━━━ PROVIDED DATA

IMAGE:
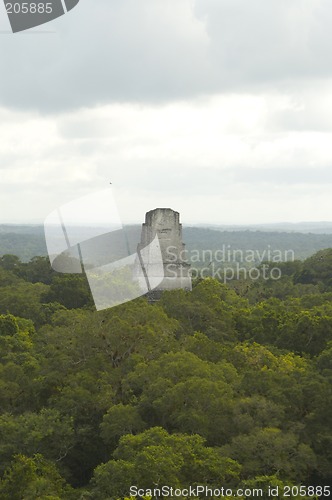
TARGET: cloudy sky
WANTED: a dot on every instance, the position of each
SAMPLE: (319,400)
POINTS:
(220,109)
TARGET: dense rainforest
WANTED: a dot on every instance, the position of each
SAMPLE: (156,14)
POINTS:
(227,385)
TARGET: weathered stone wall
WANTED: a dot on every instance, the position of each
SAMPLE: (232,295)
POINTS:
(165,223)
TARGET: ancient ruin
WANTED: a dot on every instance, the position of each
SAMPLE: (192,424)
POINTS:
(174,271)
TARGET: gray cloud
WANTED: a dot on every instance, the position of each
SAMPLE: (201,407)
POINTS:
(152,51)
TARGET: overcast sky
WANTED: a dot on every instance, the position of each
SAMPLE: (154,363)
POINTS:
(220,109)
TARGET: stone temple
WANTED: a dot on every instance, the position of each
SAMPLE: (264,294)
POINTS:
(174,271)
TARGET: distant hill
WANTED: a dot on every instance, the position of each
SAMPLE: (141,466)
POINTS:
(28,241)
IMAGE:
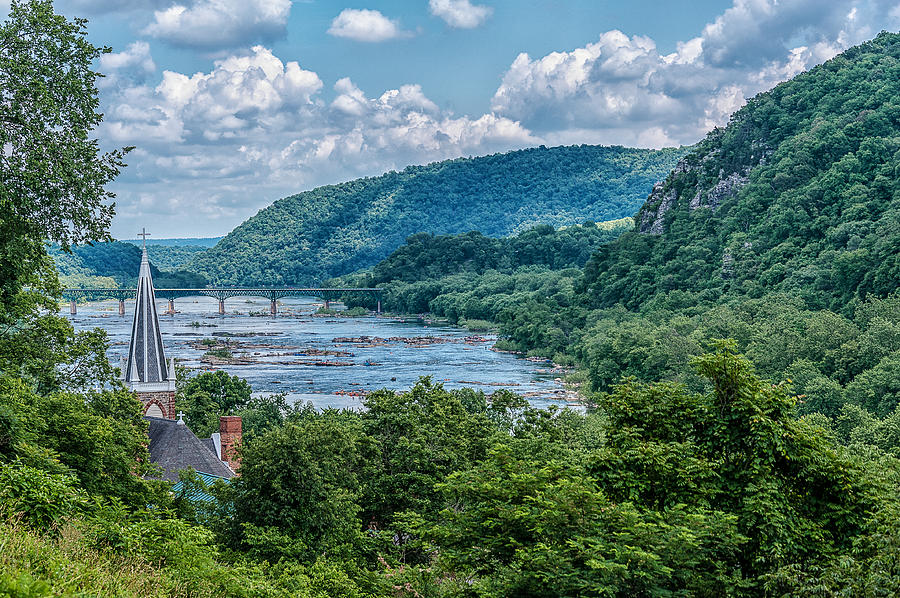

━━━━━━

[TASK PROMPT] Switch "dot" to "mark" in everything from the line containing "TARGET: overcast sky" down to the end of the material, and change nothing else. Reproduce those lines without any pictures.

[WRITTEN ANSWER]
TARGET: overcast sky
WANTED: a mark on every instance, the position of each
SAMPLE: (154,363)
POINTS:
(220,109)
TARGET: stone temple
WANTED: a mark on every instance, the position of each
SAMPLE: (264,294)
POINTS:
(174,271)
TARGET: distant hill
WANTED: a mark on every instance, the position of each
SAMPLE: (141,466)
POINTS:
(28,241)
IMAGE:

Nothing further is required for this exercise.